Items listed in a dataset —
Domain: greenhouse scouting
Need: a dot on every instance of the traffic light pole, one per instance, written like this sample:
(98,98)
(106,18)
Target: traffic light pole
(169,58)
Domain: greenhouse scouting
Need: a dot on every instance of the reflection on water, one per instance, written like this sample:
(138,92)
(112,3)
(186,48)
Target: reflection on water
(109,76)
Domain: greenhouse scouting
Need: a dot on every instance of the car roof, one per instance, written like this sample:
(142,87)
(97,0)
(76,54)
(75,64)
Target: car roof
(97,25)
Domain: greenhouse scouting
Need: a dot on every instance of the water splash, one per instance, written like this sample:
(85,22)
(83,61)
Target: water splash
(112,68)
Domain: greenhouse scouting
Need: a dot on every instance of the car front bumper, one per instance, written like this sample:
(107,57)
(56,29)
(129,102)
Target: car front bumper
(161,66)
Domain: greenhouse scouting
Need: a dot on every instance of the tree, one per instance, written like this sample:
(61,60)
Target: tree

Goal —
Your task is to return the full listing exactly as it was given.

Task result —
Domain: greenhouse scouting
Need: a dot on every instance of the traffic light pole, one per instance, written like this sample:
(98,98)
(106,18)
Target: traffic light pole
(169,58)
Domain: greenhouse scouting
Need: a dot on every instance of the reflection on water, one per instance, written like this sample:
(138,92)
(112,3)
(186,48)
Target: reflection on water
(109,76)
Domain: greenhouse scouting
Need: a dot on every instance of the car roof, one per instance, written like this sample:
(142,87)
(97,0)
(76,54)
(75,64)
Target: car roof
(97,25)
Domain: greenhouse scouting
Need: a dot on every instance of the water splash, one per instance, written like this sample:
(85,22)
(83,61)
Target: water splash
(112,68)
Domain: greenhouse scouting
Need: a dot on every instance of the car front bumper, one per instance, written like this sample:
(107,57)
(56,29)
(129,102)
Target: car front bumper
(161,66)
Domain: greenhouse scouting
Need: a dot on every instance of the tree, one per instance, written like this sample:
(61,60)
Target: tree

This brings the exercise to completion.